Vol.10から少し脱線が始まりましたが、脱線ついでに現在の我が国における癌医療さらには医療全般に関する私見を述べたいと思います。

言うまでもなく我が国では科学的根拠に基づいた現代西洋医学だけが正統的医学とみなされ、それ以外の療法などは民間療法とか代替医療などと呼ばれ、インチキ呼ばわりされる場合が少なくないのですが、よくよく観察すると、正統とされる現代西洋医学が本当に正しい理想的な医療であろうかどうか甚だ疑わしくなってくるのです。
このことは、生活習慣病やアレルギー性疾患などの慢性的疾病に対する治療方法において顕著と言えます。 例えば、皮膚科ではアトピー性皮膚炎の治療には必ずステロイド軟膏を使用します。実際効果てきめんで、すぐに炎症が治まり、患者さんはかゆみの苦痛から救われます。ところが、しばらく経つと薬の効果は薄れ、炎症は再発します。すると再び薬が必要になる。以後この繰り返しとなり、薬と縁が切れなくなる。塗布を繰り返していると、ステロイドは皮膚に侵潤し、酸化コレステロールに変化し、皮下に沈着します。酸化コレステロールは異物として排除の対象になりますから、さらなるアレルギー反応を引き起こします。したがって、症状はさらに悪化し、時間の経過とともに皮膚は劣化変色し、がさがさになります。女性の場合顔全体がこうなったら悲劇です。問題は皮膚だけではなく、たとえわずかな量であっても体内に吸収され蓄積されたステロイドは全身的に様々な障害を引き起こします。つまり、いくら皮膚科に通っても完治できないばかりか、却って大きく広範な問題を生じさせることになります。
================
## 取り組む課題:
[1] 医療に関する本文によると、塗布を繰り返したステロイドは皮膚に侵潤したあと何に変化しますか。
[2] 医療に関する本文を、最後の文のあとから書き継いでください。
記録はこの作業には関係しません。

[参照表現ポインティングデータ]
================
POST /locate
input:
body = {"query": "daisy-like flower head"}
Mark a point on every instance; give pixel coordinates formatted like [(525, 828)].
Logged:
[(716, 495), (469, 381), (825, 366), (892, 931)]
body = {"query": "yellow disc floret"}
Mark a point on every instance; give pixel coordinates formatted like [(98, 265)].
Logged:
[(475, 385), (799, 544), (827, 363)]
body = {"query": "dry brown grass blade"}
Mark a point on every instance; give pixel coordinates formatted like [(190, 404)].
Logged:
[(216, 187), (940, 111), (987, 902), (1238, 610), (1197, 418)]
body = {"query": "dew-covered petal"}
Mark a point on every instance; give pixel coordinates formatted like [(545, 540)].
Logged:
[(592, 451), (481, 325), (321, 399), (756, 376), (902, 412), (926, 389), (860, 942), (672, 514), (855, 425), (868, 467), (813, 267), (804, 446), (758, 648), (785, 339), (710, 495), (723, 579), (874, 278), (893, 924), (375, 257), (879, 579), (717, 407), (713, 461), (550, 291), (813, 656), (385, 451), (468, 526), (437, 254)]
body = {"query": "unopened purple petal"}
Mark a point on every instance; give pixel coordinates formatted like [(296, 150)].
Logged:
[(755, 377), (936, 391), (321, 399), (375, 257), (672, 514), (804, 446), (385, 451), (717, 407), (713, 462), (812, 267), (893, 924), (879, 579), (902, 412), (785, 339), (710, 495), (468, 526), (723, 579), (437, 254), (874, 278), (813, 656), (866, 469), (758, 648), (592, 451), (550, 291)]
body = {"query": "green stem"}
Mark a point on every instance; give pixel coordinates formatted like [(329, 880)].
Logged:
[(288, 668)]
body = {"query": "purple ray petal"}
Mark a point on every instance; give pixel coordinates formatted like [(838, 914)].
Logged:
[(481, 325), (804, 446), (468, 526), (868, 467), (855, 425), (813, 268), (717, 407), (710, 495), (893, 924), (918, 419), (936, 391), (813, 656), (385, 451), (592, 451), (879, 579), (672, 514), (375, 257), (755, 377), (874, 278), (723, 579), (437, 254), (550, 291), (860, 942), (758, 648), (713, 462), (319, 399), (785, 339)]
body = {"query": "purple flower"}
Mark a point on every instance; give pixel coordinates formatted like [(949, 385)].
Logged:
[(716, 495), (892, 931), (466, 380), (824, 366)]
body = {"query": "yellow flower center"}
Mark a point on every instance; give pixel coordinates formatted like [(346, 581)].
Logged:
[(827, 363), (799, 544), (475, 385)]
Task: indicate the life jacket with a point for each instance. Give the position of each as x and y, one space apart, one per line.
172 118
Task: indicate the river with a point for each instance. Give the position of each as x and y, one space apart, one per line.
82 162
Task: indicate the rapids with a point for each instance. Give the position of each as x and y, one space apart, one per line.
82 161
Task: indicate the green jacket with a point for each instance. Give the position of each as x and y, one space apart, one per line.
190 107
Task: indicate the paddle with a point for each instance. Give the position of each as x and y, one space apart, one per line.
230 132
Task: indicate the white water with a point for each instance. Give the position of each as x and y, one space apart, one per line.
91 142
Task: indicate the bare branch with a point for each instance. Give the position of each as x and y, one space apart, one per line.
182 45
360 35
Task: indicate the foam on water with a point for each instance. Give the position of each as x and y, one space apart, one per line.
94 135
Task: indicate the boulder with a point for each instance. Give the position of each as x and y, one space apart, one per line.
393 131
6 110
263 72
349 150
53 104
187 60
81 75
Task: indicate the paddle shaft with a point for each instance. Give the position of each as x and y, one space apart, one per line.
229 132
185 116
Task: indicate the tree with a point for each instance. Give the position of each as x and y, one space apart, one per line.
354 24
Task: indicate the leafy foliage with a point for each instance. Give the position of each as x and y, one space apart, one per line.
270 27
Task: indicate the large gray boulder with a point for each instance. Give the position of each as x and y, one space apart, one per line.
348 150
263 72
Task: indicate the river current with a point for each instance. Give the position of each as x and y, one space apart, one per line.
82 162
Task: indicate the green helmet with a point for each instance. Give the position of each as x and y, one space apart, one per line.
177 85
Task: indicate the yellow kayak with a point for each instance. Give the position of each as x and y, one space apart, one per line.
================
## 課題の解答:
[1] 酸化コレステロールに変化します。

[2]
癌医療の場合は、人の生死に直接的に関わってくるだけに事は一層重大です。現在正統医学における癌治療は、手術、化学療法(抗がん剤などによる薬物療法)、放射線療法のいわゆる三大療法が中心ですが、そのどれもが完治、つまり、本来の健康体を取り戻すには程遠い治療であると言えます。と言いますのは、そのどれもが免疫力と自然治癒力を阻害するからです。手術は大切な臓器を切除したり、神経を切断したりするので後遺症が残る場合が多いし、一時的にせよ全身麻酔は神経を麻痺させるので免疫力を低下させます。抗がん剤は血液を汚し、解毒のため肝臓に大きな負担をかけ、健康な組織も同時に障害し、結果免疫力を著しく低下させます。放射線は正常な組織も障害し交感神経を極度に緊張させ、そのためリンパ球が激減して免疫力の低下を招きます。また、再生不能な障害を残す危険もあります。そのために病気そのものはより複雑化し難治化し、あるいは死期を早めたりする場合が多いのです。真に体の不具合を治してくれるのは地球上に生命が誕生して以来38億年もの歴史のある自然治癒力以外にはありえませんから、それを最大限に発揮させる環境を整えることこそが本来行なわれなければならない治療であるはずです。